(Entries from a point annotation set)
━━━━━━━━━━━━━━━━

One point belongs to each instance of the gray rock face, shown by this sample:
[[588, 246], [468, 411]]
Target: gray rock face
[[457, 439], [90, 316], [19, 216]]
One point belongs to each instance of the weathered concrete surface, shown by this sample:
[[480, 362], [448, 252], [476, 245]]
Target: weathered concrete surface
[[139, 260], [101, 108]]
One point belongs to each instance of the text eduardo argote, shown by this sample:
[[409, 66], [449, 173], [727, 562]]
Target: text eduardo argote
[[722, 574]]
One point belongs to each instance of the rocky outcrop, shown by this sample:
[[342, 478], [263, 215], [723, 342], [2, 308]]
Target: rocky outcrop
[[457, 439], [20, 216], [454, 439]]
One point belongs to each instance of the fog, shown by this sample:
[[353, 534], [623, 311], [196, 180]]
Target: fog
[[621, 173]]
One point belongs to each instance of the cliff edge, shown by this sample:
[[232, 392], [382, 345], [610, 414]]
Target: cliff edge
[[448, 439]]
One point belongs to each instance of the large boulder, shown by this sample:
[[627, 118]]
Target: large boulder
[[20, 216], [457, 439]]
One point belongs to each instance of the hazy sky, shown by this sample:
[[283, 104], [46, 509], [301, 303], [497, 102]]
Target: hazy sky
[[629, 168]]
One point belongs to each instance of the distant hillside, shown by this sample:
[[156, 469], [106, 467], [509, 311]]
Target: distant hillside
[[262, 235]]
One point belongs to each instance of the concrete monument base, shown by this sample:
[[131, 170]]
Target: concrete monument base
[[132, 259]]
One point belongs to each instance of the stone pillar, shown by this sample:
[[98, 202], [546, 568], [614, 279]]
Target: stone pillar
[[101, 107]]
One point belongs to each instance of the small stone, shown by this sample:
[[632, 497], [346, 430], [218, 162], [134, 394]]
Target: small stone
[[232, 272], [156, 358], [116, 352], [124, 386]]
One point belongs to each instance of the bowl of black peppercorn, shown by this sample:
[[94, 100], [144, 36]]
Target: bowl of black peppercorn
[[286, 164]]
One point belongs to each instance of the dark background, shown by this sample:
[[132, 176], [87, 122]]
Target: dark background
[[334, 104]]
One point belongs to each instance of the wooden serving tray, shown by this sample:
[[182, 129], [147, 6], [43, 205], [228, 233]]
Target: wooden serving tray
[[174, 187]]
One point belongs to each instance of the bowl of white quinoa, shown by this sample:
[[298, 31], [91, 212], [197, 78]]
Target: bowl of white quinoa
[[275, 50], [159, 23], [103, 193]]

━━━━━━━━━━━━━━━━

WHAT THE TASK REQUIRES: Rescale the lines from the line with "One point belongs to each instance of the bowl of black" up to and including the line with "[[334, 104]]". Write all of them out again, requests included, multiplying each coordinate in the answers by 2.45 and rounding to whole numbers with halves going up, and leave the sample coordinates in the requests unchanged.

SOLUTION TO THIS EXERCISE:
One point belongs to each instance of the bowl of black peppercorn, shown by this sample:
[[94, 100], [144, 36]]
Target: bowl of black peppercorn
[[701, 402]]
One point belongs to each instance of the dark background, shown by this sample:
[[132, 176], [87, 122]]
Target: dark background
[[818, 255]]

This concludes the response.